---------- Given records
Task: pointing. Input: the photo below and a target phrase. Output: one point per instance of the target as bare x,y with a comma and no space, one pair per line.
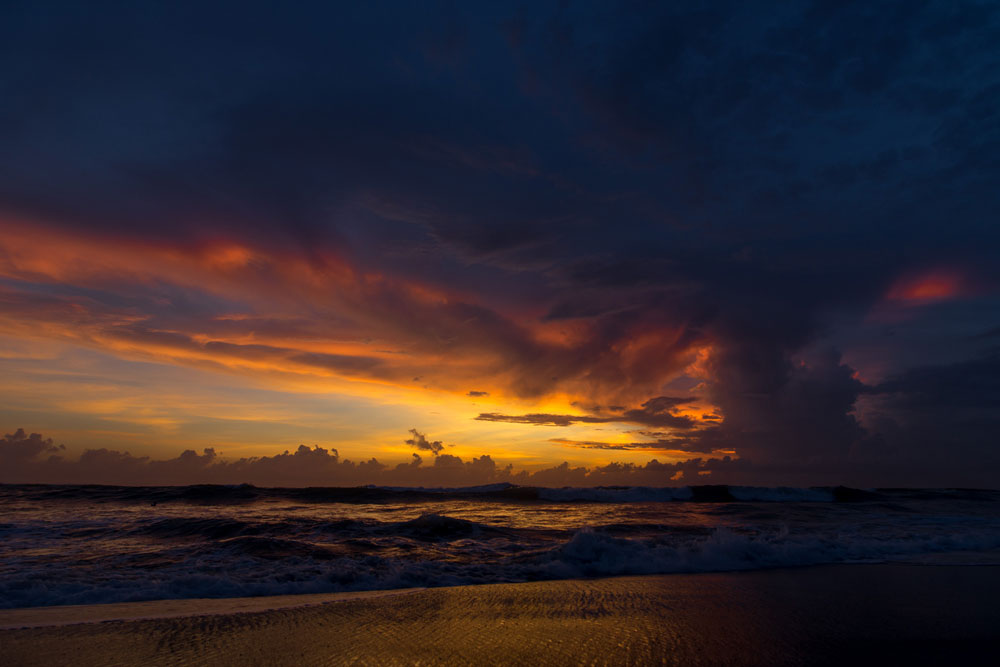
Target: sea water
94,544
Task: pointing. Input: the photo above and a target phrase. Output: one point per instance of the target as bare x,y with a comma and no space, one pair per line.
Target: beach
836,614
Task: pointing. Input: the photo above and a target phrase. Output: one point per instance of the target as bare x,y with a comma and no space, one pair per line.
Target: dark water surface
92,544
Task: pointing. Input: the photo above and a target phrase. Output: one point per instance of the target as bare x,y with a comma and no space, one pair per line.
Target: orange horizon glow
314,327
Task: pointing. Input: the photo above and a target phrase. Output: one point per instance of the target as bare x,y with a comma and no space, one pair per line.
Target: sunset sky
754,246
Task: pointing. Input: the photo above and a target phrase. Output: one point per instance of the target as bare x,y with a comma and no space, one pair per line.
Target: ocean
94,544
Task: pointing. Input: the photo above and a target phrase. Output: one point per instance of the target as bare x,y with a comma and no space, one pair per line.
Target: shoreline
827,614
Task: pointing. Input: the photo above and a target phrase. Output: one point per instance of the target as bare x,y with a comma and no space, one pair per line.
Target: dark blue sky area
811,188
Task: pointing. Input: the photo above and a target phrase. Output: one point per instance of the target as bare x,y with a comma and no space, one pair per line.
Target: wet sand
832,615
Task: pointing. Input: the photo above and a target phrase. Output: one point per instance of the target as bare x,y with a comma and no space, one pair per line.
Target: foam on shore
836,615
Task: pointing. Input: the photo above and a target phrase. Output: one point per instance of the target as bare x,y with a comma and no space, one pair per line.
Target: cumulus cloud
34,459
420,441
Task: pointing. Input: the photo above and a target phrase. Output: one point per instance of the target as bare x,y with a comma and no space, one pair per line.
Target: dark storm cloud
746,178
658,412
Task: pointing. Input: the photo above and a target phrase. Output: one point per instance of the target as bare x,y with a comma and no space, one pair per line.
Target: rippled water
76,545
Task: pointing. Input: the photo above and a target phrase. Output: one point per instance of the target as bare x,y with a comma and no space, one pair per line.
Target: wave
249,565
211,494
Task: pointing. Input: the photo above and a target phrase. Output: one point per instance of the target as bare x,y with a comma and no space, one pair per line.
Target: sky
562,243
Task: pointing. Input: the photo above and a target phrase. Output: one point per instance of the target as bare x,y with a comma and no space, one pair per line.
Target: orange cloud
940,285
269,310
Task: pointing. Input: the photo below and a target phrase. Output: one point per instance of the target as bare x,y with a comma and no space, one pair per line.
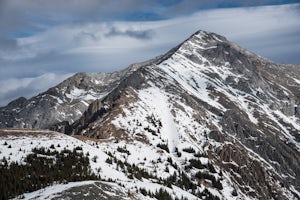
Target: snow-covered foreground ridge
16,144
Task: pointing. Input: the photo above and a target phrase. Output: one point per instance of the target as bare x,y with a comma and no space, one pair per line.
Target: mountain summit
224,117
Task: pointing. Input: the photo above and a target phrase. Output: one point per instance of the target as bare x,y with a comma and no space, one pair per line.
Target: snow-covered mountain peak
222,119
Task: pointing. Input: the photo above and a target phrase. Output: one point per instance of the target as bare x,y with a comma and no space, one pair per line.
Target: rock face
240,110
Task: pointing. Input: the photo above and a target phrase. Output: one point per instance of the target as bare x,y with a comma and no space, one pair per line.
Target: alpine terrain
206,120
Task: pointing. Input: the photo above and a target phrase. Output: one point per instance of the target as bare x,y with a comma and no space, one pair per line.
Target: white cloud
272,31
27,87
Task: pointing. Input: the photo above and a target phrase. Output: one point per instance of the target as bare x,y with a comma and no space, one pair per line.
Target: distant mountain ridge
--------------------
» Exercise task: Each entry above is to be written out again unchanged, apart from the pictures, which are left out.

» Written solution:
Task: pointing. Input: the photo below and a target phrase. Output: one point per instance of the target as bare x,y with a comma and no space, one pair per line.
Target: sea water
94,544
Task: pointing. Input: the photo above and a target phrase. Output: one point per instance of the target as bare x,y with a comma and no space, one pair per line.
Target: beach
836,614
Task: pointing. Input: the photo above and a target phrase. Output: one point per instance of the target as bare x,y with a comma and no space, one pair per line.
Target: dark water surface
92,544
Task: pointing. Input: the photo above and a target phrase. Output: one point per instance of the target as bare x,y with a comma and no space, one pair per line.
Target: orange horizon glow
314,327
Task: pointing. Input: the photo above and a target phrase. Output: one point per instance of the target as bare x,y with a comma and no space, one pair per line.
Target: sunset sky
754,246
Task: pointing. Input: the photo above and a target phrase. Output: one point per instance of the target as bare x,y with a comma and no space, one pair per line.
Target: ocean
94,544
Task: pointing. Input: the photo above and a target phrase. Output: one point per instance of the target as bare x,y with a comma and no space, one pair per line.
Target: shoreline
827,614
Task: pointing. Input: the photo above and a target phrase. Output: one point per instance of the target as bare x,y with a comma and no space, one pair per line.
Target: dark blue sky area
811,188
Task: pointing. Input: the photo above and a target phrase. Output: one point per instance of the target as bare x,y with a comma and no space, one pair per line.
Target: wet sand
832,615
Task: pointing. Input: the photo above and a target phrase. Output: one point per instance of the target as bare x,y with a comma and no space, one pair per line.
Target: foam on shore
836,615
Task: pointing. Input: the photo above and a target phrase. Output: one point per instance of the target as bare x,y with a comma and no space, one pair per line.
Target: cumulus cloud
34,459
420,441
Task: pointing. Input: the photo above and a target phrase. Output: one point per instance of the target as bare x,y with a comma and no space, one pair per line.
Target: dark storm cloud
746,178
658,412
Task: pointing. Input: the photo above and a target phrase. Output: one point per instance of the target as bare x,y with a comma and no space, one pair per line.
Target: rippled water
76,545
Task: pointing. Input: the photo above and a target phrase. Output: one point per instance of the target as bare x,y with a comma and no space, one pair per line.
Target: wave
249,565
211,494
Task: pointing. Input: the photo above and a target phrase. Output: one point per instance of the target as bare x,y with a comma and no space, one pair per line.
Target: sky
562,243
Task: pointing. Input: the photo above and a target phrase. Output: one point per instance of the target as bare x,y with a comma and no space, one pair per line.
Target: orange cloud
940,285
269,310
Task: pointing. Input: the photo below and a target phrase. Output: one point per instance of the target as bare x,y with a comma and no space, one pair per line.
Target: snow-covered foreground ridge
16,144
Task: pointing. Input: the photo above and a target phrase. Output: one point per instance of the target as bare x,y with a comma and no space, one pair per line.
Target: mountain summit
224,117
Task: pointing. Input: the photo above and a target phrase. Output: one point per instance of the target as bare x,y with a comma and no space, one pair per line.
Target: snow-covered mountain peak
222,119
Task: pointing. Input: the photo above and a target phrase. Output: one point per instance of the target as bare x,y with a comma and no space, one pair per line.
Target: rock face
240,110
Task: pointing. Input: the photo above and a target phrase. Output: one point per instance of the target as bare x,y with a comma and no space, one pair per line.
Target: alpine terrain
206,120
Task: pointing. Input: the photo above and a target phrase. Output: one point per instance of the target as bare x,y with a comma and no space, one pair per line.
Target: white cloud
272,31
27,87
Task: pointing. Input: the photo above and a target phrase. Output: one point per instance of the target as bare x,y with a comma and no space, one pair per line.
Target: distant mountain ridge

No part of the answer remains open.